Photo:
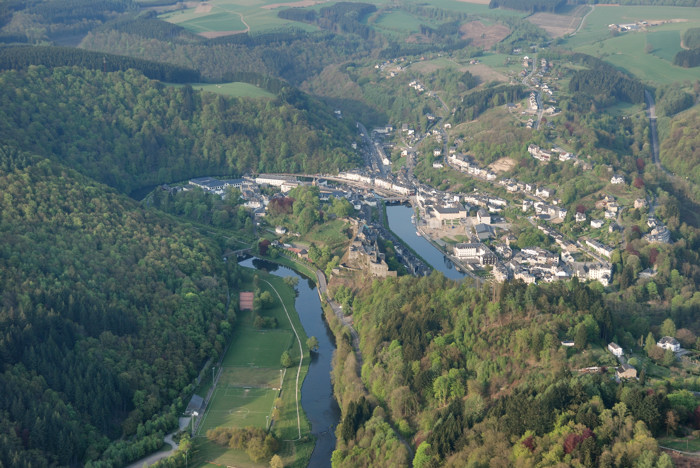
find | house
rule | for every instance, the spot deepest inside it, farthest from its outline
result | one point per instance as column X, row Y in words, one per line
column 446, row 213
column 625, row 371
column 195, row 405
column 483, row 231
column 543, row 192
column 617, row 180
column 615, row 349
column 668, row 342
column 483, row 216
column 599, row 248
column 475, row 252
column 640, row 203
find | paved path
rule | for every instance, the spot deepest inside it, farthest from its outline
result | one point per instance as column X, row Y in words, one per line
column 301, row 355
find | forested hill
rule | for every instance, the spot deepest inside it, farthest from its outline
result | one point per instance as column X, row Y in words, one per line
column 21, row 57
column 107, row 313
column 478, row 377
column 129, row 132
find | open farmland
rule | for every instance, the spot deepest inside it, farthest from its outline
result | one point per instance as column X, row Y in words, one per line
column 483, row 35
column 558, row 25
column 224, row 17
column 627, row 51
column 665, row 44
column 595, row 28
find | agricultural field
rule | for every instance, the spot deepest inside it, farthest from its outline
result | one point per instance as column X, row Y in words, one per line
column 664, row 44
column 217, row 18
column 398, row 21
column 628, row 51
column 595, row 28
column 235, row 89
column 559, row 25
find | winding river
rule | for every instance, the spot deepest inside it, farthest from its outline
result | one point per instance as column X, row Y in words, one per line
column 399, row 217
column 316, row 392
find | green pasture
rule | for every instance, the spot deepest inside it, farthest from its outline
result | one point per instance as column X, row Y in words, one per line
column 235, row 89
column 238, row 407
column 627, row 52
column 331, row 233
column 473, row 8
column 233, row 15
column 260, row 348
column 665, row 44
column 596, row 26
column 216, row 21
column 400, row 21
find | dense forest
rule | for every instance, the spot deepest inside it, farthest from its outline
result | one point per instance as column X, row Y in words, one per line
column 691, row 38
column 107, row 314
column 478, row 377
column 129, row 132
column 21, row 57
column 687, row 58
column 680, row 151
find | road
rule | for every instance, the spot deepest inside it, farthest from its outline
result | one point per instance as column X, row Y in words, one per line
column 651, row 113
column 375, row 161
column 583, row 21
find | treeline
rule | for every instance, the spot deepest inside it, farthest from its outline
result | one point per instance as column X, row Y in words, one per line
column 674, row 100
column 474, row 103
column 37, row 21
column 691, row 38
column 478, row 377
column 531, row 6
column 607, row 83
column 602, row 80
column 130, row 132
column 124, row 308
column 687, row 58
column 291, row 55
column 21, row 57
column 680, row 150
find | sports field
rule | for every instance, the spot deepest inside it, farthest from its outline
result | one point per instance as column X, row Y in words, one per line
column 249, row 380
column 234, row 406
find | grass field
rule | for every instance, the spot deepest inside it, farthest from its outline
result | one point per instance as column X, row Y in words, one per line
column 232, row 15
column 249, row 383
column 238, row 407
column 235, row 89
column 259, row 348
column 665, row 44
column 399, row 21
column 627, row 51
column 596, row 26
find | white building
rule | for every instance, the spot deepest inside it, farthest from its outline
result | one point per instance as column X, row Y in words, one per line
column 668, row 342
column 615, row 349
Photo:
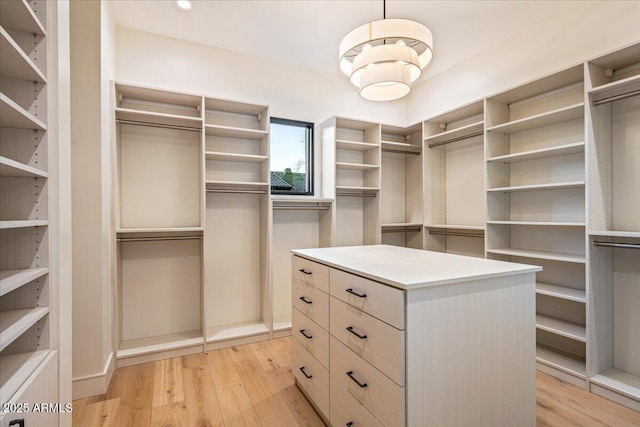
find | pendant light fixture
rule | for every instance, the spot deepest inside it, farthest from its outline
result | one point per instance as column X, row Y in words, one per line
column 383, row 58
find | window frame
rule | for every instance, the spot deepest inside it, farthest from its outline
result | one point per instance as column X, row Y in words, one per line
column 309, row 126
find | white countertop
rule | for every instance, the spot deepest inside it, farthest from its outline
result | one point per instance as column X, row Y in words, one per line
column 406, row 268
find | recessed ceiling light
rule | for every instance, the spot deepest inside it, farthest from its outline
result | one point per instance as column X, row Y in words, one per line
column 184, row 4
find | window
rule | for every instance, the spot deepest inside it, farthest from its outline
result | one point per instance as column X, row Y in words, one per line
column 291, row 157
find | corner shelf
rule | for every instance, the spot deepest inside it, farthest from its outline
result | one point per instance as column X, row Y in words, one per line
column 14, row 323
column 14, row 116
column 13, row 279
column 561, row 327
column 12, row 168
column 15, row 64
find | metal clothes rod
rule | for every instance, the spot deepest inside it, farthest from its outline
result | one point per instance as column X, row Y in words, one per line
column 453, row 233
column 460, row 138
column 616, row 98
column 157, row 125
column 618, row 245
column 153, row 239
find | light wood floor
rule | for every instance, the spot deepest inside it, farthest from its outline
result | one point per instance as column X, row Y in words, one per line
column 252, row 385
==
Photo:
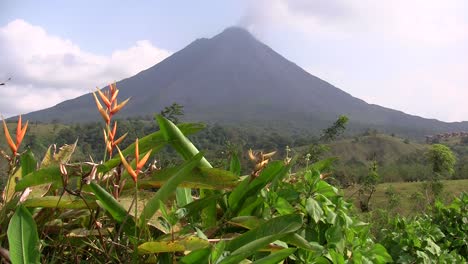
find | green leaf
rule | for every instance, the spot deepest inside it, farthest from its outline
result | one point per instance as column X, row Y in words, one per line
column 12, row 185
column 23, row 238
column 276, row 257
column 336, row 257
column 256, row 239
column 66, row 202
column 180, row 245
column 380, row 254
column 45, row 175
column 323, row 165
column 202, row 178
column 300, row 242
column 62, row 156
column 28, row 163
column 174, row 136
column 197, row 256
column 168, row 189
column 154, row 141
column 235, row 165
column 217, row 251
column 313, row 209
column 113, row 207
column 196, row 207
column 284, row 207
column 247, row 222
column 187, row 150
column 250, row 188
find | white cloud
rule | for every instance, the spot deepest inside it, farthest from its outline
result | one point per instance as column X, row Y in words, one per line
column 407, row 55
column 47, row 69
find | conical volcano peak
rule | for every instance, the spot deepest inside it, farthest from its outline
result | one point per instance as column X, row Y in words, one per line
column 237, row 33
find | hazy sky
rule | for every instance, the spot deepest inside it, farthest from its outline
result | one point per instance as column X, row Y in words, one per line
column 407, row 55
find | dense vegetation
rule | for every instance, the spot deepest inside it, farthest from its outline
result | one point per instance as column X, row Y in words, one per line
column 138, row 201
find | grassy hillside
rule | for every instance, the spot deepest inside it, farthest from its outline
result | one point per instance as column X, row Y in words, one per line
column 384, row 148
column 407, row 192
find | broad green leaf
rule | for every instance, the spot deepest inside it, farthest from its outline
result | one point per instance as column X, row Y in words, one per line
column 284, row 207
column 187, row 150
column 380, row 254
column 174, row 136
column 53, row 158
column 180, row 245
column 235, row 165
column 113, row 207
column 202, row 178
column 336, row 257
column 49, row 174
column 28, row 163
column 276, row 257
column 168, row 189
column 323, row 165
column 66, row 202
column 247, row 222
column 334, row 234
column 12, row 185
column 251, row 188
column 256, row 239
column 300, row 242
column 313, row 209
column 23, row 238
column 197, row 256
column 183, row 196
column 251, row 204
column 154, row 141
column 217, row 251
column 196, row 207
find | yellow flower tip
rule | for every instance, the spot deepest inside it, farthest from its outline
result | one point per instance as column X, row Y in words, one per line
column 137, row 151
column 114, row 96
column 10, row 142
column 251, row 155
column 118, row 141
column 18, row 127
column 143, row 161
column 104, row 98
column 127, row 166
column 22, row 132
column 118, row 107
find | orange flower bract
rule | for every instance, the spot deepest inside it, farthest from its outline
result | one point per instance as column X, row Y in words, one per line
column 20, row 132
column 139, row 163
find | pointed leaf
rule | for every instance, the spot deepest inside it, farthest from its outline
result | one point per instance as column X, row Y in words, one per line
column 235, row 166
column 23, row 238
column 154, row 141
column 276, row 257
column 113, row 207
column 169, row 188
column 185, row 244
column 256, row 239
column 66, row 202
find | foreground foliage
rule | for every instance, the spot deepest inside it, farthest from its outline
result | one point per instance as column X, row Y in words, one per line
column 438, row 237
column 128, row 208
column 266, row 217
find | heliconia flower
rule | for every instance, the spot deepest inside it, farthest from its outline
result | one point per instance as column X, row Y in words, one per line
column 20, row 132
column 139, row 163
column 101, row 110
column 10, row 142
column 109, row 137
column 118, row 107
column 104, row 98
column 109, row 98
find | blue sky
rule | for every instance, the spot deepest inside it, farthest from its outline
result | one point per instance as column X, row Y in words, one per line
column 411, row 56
...
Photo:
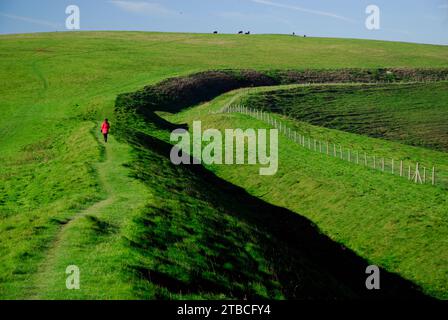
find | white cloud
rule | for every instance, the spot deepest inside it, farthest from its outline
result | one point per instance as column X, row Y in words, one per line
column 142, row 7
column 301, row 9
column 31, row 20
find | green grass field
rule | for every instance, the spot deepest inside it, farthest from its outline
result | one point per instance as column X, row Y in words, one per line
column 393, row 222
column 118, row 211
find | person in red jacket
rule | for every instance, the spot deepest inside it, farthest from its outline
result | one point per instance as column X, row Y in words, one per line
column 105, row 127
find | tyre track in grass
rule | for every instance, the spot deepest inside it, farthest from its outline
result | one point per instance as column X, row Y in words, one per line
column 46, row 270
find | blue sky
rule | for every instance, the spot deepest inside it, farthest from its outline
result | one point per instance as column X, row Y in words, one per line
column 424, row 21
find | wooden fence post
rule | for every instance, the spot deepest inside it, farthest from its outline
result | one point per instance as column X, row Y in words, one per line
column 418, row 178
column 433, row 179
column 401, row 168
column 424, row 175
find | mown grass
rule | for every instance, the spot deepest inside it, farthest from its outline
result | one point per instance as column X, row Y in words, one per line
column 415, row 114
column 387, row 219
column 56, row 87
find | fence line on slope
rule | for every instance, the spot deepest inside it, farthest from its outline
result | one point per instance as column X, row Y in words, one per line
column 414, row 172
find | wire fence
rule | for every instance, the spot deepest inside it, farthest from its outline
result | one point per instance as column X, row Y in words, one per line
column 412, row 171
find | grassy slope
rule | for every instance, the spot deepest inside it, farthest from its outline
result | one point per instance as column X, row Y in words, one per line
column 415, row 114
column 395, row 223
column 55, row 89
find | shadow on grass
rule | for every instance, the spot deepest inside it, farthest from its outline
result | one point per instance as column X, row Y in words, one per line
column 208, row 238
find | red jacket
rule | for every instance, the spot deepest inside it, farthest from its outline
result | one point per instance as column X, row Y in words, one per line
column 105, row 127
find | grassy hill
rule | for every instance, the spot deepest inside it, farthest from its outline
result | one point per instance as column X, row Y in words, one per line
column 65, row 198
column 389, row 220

Instruction:
Could you reproduce the data above word for word, from the line containing "find | agricultural field" down to the line containing "column 559, row 25", with both of those lines included?

The answer:
find | agricultural field
rule | for every instance, the spot deepest inside it, farthest from its outline
result | one point per instance as column X, row Y in words, one per line
column 664, row 44
column 217, row 18
column 398, row 21
column 628, row 51
column 595, row 28
column 235, row 89
column 559, row 25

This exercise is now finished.